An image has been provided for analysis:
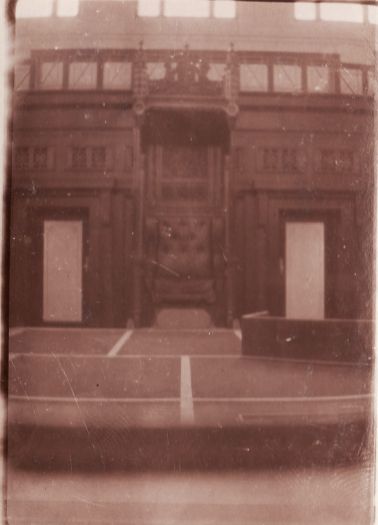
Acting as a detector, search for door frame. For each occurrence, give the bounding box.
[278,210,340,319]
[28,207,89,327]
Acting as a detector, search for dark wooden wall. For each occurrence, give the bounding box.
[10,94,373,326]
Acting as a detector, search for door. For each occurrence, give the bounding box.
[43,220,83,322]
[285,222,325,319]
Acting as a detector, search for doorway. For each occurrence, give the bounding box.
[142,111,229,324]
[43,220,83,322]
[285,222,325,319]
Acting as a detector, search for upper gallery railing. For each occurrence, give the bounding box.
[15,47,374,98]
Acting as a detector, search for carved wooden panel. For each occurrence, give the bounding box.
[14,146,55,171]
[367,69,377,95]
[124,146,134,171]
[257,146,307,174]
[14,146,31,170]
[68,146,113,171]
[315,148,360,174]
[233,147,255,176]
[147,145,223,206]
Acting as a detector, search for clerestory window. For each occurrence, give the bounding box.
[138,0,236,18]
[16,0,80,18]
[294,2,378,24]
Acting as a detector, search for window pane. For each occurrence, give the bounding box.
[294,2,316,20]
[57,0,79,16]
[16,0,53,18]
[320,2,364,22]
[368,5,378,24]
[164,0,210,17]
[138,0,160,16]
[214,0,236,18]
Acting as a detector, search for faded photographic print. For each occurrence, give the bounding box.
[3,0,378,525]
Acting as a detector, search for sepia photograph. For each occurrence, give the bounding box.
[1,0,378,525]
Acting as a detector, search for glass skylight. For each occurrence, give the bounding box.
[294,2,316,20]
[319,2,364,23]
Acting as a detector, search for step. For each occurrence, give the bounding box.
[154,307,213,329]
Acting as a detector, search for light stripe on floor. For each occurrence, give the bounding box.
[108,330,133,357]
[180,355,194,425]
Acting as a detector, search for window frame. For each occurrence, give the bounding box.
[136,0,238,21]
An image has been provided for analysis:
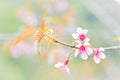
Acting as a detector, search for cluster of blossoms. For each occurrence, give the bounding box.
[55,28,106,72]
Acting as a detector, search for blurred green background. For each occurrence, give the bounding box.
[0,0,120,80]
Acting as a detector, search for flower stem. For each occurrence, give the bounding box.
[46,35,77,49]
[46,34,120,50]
****************************************
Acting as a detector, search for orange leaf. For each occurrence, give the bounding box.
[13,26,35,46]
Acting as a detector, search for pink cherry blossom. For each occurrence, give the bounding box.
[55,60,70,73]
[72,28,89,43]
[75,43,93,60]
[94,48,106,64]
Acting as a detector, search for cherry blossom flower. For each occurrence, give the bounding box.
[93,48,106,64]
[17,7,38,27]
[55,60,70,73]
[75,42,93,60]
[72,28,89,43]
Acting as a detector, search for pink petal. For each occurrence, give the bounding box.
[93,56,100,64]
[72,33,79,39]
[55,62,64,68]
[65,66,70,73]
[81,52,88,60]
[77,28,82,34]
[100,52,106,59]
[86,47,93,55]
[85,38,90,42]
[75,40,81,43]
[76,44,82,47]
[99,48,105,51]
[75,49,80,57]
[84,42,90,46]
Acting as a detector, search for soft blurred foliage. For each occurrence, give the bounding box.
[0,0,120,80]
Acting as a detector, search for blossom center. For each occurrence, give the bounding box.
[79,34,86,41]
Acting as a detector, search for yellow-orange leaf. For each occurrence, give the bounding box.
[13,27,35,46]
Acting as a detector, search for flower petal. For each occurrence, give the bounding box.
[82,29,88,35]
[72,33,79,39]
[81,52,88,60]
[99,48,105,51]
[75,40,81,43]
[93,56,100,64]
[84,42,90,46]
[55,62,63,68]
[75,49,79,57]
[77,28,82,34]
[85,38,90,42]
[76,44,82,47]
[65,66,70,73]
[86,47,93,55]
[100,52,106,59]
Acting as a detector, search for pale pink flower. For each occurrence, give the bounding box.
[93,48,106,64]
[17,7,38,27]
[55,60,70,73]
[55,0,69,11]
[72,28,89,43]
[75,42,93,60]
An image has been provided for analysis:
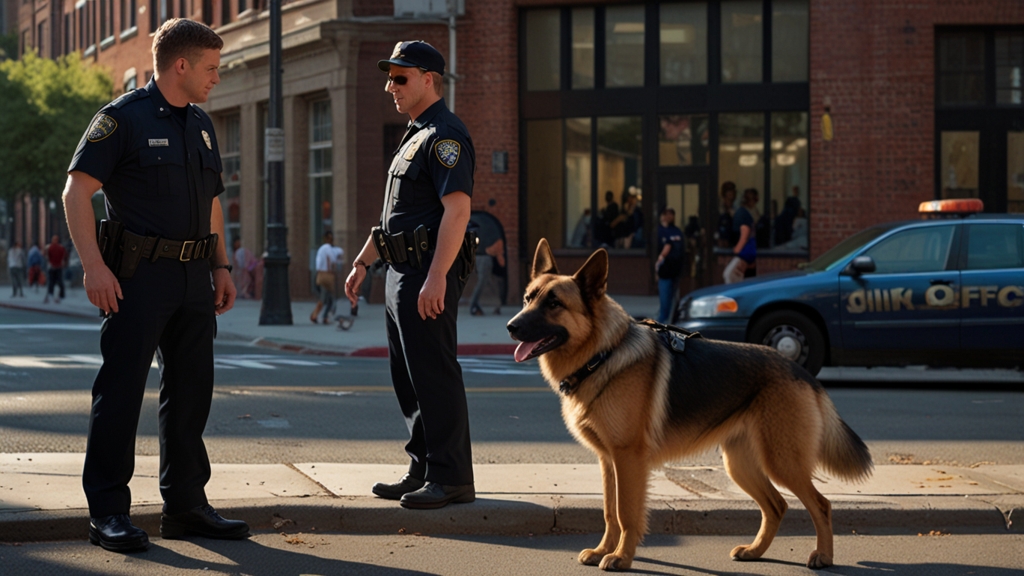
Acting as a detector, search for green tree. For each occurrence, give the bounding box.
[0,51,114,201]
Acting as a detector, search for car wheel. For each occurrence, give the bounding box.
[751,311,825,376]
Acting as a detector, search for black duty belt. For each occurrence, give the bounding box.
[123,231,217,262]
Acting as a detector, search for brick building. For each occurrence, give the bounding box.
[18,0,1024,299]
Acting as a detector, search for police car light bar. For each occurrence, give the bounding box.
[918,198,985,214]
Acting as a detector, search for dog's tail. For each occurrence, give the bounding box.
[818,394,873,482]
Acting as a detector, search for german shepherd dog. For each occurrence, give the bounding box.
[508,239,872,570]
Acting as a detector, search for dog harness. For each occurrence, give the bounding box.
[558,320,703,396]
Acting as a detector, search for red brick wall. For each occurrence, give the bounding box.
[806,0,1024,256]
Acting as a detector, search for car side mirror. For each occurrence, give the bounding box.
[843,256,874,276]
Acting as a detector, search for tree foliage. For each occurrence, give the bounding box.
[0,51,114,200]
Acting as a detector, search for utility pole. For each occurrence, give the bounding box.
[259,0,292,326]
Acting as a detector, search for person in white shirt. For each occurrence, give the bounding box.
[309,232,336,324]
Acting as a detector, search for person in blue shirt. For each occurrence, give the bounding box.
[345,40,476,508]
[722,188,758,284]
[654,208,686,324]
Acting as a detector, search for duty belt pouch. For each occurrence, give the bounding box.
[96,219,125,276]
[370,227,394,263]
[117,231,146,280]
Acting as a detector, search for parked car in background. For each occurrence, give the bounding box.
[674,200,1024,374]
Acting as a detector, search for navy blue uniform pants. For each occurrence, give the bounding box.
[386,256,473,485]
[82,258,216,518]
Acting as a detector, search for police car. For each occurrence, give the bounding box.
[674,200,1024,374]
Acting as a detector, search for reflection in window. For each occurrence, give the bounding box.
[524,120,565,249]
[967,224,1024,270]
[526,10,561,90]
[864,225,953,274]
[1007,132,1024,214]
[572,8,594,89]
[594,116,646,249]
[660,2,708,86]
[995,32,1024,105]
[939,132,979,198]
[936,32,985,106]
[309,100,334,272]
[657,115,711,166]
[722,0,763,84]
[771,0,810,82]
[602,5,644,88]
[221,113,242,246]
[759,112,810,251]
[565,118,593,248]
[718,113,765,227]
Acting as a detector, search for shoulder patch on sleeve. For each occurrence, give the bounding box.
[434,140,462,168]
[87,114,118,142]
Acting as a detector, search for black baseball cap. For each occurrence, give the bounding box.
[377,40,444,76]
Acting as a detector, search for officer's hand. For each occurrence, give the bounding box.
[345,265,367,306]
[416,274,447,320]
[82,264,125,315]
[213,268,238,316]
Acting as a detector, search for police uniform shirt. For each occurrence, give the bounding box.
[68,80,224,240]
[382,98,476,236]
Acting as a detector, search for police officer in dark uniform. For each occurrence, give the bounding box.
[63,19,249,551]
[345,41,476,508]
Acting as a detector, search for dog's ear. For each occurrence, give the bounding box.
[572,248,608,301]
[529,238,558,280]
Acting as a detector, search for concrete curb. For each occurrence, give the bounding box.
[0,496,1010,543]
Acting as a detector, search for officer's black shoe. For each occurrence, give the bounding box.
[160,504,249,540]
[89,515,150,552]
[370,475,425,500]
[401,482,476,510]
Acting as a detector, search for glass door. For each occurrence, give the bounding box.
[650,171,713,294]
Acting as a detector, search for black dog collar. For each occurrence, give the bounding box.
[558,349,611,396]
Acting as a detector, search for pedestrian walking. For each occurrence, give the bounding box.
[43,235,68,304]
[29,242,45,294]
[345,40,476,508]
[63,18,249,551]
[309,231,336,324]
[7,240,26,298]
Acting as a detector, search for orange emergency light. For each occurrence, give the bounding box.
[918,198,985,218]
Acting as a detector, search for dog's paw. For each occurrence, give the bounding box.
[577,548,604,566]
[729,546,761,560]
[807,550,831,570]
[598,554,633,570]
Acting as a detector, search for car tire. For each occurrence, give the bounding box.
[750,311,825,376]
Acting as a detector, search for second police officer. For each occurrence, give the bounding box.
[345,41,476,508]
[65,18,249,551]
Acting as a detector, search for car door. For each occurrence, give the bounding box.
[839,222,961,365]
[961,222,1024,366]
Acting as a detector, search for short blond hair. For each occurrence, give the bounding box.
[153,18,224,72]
****************************************
▶ **SET PROBLEM**
Copy the rows from the line with "Acting as a detector, search for car side" to the line with "[259,0,292,326]", changing "utility pole" to "power pole" and keeping everything else the same.

▶ **IN RESPONSE**
Acting as a detector, search for car side mirror. For each occurrence, give the bounding box.
[843,256,874,276]
Acting as a detector, search for tree foliage. For each occurrence, give the bounding box.
[0,51,114,200]
Acting as a detector, search for power pole. For each occurrence, give the bounding box.
[259,0,292,326]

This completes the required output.